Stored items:
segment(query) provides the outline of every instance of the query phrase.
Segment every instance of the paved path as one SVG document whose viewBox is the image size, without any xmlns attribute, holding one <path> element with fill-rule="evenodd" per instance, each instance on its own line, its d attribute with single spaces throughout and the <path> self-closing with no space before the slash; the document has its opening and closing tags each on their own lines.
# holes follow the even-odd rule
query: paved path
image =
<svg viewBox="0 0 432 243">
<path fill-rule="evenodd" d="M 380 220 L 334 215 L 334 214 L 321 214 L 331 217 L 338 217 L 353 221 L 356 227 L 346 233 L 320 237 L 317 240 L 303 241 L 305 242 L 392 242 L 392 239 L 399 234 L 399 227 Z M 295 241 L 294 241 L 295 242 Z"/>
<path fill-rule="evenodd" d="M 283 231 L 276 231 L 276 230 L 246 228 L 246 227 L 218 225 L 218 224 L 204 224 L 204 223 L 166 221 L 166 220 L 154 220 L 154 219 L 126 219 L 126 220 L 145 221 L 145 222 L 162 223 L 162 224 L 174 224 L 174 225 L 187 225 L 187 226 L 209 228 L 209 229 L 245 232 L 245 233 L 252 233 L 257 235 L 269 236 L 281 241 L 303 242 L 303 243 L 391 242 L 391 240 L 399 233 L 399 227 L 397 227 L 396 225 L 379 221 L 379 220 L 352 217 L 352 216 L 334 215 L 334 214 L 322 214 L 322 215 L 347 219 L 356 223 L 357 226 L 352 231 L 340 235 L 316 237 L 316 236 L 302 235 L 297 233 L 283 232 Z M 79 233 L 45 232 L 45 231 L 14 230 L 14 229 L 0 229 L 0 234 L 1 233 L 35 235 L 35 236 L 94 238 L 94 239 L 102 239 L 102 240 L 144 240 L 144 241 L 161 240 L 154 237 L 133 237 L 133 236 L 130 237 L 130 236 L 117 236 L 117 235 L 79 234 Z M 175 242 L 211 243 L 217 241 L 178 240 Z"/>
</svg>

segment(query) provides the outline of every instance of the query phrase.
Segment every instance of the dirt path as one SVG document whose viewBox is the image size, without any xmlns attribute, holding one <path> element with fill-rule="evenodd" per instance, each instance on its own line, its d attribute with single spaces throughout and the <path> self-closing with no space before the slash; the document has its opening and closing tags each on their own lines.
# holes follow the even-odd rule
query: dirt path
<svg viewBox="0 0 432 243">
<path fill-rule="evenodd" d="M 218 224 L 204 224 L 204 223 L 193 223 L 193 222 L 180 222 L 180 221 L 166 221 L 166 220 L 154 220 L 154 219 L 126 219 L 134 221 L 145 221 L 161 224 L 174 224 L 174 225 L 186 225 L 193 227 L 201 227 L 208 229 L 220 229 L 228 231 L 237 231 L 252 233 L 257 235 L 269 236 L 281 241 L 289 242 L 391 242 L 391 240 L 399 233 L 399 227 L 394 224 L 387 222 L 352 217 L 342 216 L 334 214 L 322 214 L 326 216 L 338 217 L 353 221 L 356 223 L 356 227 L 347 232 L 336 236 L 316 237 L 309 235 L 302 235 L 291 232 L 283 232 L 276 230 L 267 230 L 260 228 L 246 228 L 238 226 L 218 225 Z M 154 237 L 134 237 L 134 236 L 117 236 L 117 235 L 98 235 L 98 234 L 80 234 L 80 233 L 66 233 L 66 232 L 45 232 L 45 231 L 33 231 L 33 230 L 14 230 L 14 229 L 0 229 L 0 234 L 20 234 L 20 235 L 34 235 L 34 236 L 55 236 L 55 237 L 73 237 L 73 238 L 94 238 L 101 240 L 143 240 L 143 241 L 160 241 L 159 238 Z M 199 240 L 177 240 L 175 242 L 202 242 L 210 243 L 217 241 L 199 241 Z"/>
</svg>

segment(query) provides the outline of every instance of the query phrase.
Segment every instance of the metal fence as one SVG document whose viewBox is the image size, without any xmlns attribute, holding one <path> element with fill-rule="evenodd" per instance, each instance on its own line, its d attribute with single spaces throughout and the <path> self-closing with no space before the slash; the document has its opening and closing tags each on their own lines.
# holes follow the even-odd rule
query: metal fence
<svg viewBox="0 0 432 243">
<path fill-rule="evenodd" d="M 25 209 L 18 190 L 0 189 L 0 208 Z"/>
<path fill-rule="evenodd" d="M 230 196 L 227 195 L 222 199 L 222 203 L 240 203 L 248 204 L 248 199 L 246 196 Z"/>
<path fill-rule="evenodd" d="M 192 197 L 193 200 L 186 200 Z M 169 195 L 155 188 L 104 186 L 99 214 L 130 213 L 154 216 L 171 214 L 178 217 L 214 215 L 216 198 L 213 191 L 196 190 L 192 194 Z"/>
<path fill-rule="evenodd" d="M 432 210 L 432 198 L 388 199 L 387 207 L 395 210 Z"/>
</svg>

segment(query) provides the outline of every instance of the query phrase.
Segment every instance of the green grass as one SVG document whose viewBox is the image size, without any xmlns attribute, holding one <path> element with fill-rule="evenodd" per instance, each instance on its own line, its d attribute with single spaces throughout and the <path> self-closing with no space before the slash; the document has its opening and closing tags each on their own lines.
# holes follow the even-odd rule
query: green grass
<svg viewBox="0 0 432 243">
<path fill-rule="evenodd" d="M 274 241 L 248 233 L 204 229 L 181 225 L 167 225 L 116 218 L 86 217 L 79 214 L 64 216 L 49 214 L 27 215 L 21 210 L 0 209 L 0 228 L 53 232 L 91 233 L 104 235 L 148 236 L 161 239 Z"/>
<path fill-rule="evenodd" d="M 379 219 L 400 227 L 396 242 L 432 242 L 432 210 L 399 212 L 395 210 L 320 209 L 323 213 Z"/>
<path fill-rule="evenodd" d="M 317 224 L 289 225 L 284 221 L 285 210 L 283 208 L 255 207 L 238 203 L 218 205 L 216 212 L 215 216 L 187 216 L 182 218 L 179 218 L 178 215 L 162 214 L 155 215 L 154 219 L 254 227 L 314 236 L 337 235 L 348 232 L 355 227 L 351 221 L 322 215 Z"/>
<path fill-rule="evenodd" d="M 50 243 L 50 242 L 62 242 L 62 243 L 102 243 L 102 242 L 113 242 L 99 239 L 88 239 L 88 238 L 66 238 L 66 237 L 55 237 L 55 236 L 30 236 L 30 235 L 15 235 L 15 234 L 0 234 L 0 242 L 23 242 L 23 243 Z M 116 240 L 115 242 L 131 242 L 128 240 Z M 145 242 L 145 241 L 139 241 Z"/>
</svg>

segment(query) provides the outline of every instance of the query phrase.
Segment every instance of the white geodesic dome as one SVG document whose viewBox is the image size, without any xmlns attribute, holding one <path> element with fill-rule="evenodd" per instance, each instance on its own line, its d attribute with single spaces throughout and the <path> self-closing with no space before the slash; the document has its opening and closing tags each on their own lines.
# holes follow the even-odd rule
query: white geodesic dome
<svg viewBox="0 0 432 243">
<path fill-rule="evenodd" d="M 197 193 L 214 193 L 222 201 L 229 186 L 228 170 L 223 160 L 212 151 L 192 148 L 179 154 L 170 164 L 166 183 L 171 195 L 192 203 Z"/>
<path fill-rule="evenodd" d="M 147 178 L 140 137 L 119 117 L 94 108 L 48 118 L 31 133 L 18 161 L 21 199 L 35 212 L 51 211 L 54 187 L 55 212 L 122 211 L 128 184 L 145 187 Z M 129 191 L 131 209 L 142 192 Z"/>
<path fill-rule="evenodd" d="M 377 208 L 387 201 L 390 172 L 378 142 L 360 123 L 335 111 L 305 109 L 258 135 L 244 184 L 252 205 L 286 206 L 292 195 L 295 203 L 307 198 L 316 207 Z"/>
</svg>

WORK REQUIRED: Retype all the data exactly, line for line.

ANSWER TO THE PROBLEM:
segment(query) provides the outline of every instance of the query phrase.
Segment every instance of the paved path as one SVG document whose viewBox is the image size, without any xmlns attribute, holding one <path> element with fill-rule="evenodd" per instance, each instance on its own line, its d attribute with single spaces throughout and the <path> self-closing with no space before the slash; the document has its opening and closing tags each on their own lines.
# holes follow the even-odd rule
query: paved path
image =
<svg viewBox="0 0 432 243">
<path fill-rule="evenodd" d="M 380 220 L 334 215 L 334 214 L 321 214 L 331 217 L 338 217 L 353 221 L 356 227 L 346 233 L 320 237 L 317 240 L 303 241 L 305 242 L 392 242 L 392 239 L 399 234 L 399 227 Z M 295 241 L 294 241 L 295 242 Z"/>
<path fill-rule="evenodd" d="M 283 231 L 276 231 L 276 230 L 246 228 L 246 227 L 218 225 L 218 224 L 204 224 L 204 223 L 166 221 L 166 220 L 154 220 L 154 219 L 126 219 L 126 220 L 145 221 L 145 222 L 162 223 L 162 224 L 174 224 L 174 225 L 187 225 L 187 226 L 209 228 L 209 229 L 245 232 L 245 233 L 252 233 L 257 235 L 269 236 L 281 241 L 303 242 L 303 243 L 391 242 L 391 240 L 399 233 L 399 227 L 397 227 L 396 225 L 379 221 L 379 220 L 352 217 L 352 216 L 334 215 L 334 214 L 322 214 L 322 215 L 347 219 L 356 223 L 357 226 L 352 231 L 340 235 L 316 237 L 316 236 L 302 235 L 297 233 L 283 232 Z M 79 233 L 45 232 L 45 231 L 14 230 L 14 229 L 0 229 L 0 234 L 1 233 L 35 235 L 35 236 L 94 238 L 94 239 L 102 239 L 102 240 L 144 240 L 144 241 L 161 240 L 154 237 L 133 237 L 133 236 L 130 237 L 130 236 L 117 236 L 117 235 L 79 234 Z M 175 242 L 211 243 L 217 241 L 178 240 Z"/>
</svg>

segment(query) provides the outline of every instance of the query phrase.
Segment every instance of the dirt path as one SVG document whose viewBox is the image size, without any xmlns attribute, holding one <path> element with fill-rule="evenodd" per instance, each instance on its own line, its d attribute with single spaces throughout and the <path> self-closing with no space before the slash; the document has its opening and closing tags each on their own lines.
# holes follow the even-odd rule
query: dirt path
<svg viewBox="0 0 432 243">
<path fill-rule="evenodd" d="M 218 224 L 204 224 L 204 223 L 193 223 L 193 222 L 180 222 L 180 221 L 166 221 L 166 220 L 154 220 L 154 219 L 126 219 L 134 221 L 145 221 L 161 224 L 174 224 L 174 225 L 186 225 L 193 227 L 201 227 L 208 229 L 220 229 L 228 231 L 237 231 L 252 233 L 257 235 L 269 236 L 281 241 L 289 242 L 391 242 L 391 240 L 399 233 L 399 227 L 394 224 L 387 222 L 352 217 L 342 216 L 334 214 L 322 214 L 326 216 L 338 217 L 353 221 L 356 223 L 356 227 L 347 232 L 336 236 L 316 237 L 309 235 L 302 235 L 291 232 L 283 232 L 276 230 L 267 230 L 260 228 L 246 228 L 238 226 L 218 225 Z M 154 237 L 134 237 L 134 236 L 117 236 L 117 235 L 98 235 L 98 234 L 80 234 L 80 233 L 66 233 L 66 232 L 45 232 L 45 231 L 33 231 L 33 230 L 14 230 L 14 229 L 0 229 L 0 234 L 20 234 L 20 235 L 34 235 L 34 236 L 55 236 L 55 237 L 73 237 L 73 238 L 94 238 L 101 240 L 143 240 L 143 241 L 160 241 L 159 238 Z M 199 240 L 177 240 L 175 242 L 202 242 L 210 243 L 217 241 L 199 241 Z"/>
</svg>

segment(query) provides the outline of every instance of the query phrase.
Segment every instance of the metal fence as one SVG document whose viewBox is the image size, without any xmlns attribute, holding one <path> element with fill-rule="evenodd" per instance, each instance on its own line, its d attribute with single spaces throughout and the <path> self-closing with no space before the slash; the document has its opening and closing tags each on their own lines.
# holes follow the even-odd rule
query: metal fence
<svg viewBox="0 0 432 243">
<path fill-rule="evenodd" d="M 25 209 L 18 190 L 0 189 L 0 208 Z"/>
<path fill-rule="evenodd" d="M 230 196 L 227 195 L 222 199 L 222 203 L 240 203 L 248 204 L 248 199 L 246 196 Z"/>
<path fill-rule="evenodd" d="M 192 197 L 193 200 L 186 200 Z M 169 195 L 155 188 L 104 186 L 99 214 L 130 213 L 154 216 L 171 214 L 178 217 L 214 215 L 216 198 L 213 191 L 196 190 L 192 194 Z"/>
<path fill-rule="evenodd" d="M 432 210 L 432 198 L 388 199 L 387 207 L 395 210 Z"/>
</svg>

segment(query) provides the outline of every instance of the query phrase.
Segment every instance of the green grass as one SVG document whose viewBox is the image size, without any xmlns attribute, holding one <path> element with fill-rule="evenodd" per instance, each instance on its own line, its d attribute with single spaces throughout and the <path> self-closing with no space before the slash; the document has its opening and closing tags each on their own lines.
# holes follow the even-odd rule
query: green grass
<svg viewBox="0 0 432 243">
<path fill-rule="evenodd" d="M 274 241 L 248 233 L 204 229 L 181 225 L 167 225 L 116 218 L 86 217 L 79 214 L 64 216 L 49 214 L 27 215 L 21 210 L 0 209 L 0 228 L 53 232 L 91 233 L 104 235 L 148 236 L 161 239 Z"/>
<path fill-rule="evenodd" d="M 379 219 L 400 227 L 396 242 L 432 242 L 432 210 L 399 212 L 395 210 L 320 209 L 323 213 Z"/>
<path fill-rule="evenodd" d="M 317 224 L 289 225 L 284 221 L 285 210 L 283 208 L 255 207 L 238 203 L 218 205 L 216 212 L 215 216 L 187 216 L 182 218 L 179 218 L 178 215 L 162 214 L 155 215 L 154 219 L 254 227 L 314 236 L 337 235 L 348 232 L 355 227 L 351 221 L 322 215 Z"/>
<path fill-rule="evenodd" d="M 50 243 L 50 242 L 62 242 L 62 243 L 102 243 L 102 242 L 113 242 L 99 239 L 88 239 L 88 238 L 66 238 L 66 237 L 55 237 L 55 236 L 30 236 L 30 235 L 15 235 L 15 234 L 0 234 L 0 242 L 23 242 L 23 243 Z M 116 240 L 115 242 L 131 242 L 128 240 Z M 145 242 L 145 241 L 139 241 Z"/>
</svg>

segment(query) provides the outline of every instance of the query phrase.
Segment every instance of the white geodesic dome as one SVG document whose viewBox is the image size, without any xmlns attribute, holding one <path> element with fill-rule="evenodd" per instance, each instance on its own line, its d attribute with single spaces throughout and the <path> self-closing with no space before the slash; the document has its opening and closing tags each on their own lines.
# holes follow the even-odd rule
query: white geodesic dome
<svg viewBox="0 0 432 243">
<path fill-rule="evenodd" d="M 197 193 L 214 193 L 222 201 L 229 186 L 228 170 L 223 160 L 212 151 L 192 148 L 179 154 L 170 164 L 166 183 L 171 195 L 192 203 Z"/>
<path fill-rule="evenodd" d="M 147 178 L 140 137 L 119 117 L 94 108 L 48 118 L 31 133 L 18 161 L 21 199 L 35 212 L 51 211 L 54 187 L 55 212 L 122 211 L 128 184 L 145 187 Z M 129 191 L 131 209 L 142 192 Z"/>
<path fill-rule="evenodd" d="M 377 208 L 387 201 L 390 172 L 378 142 L 360 123 L 335 111 L 305 109 L 258 135 L 244 184 L 252 205 L 286 206 L 292 195 L 295 203 L 307 198 L 316 207 Z"/>
</svg>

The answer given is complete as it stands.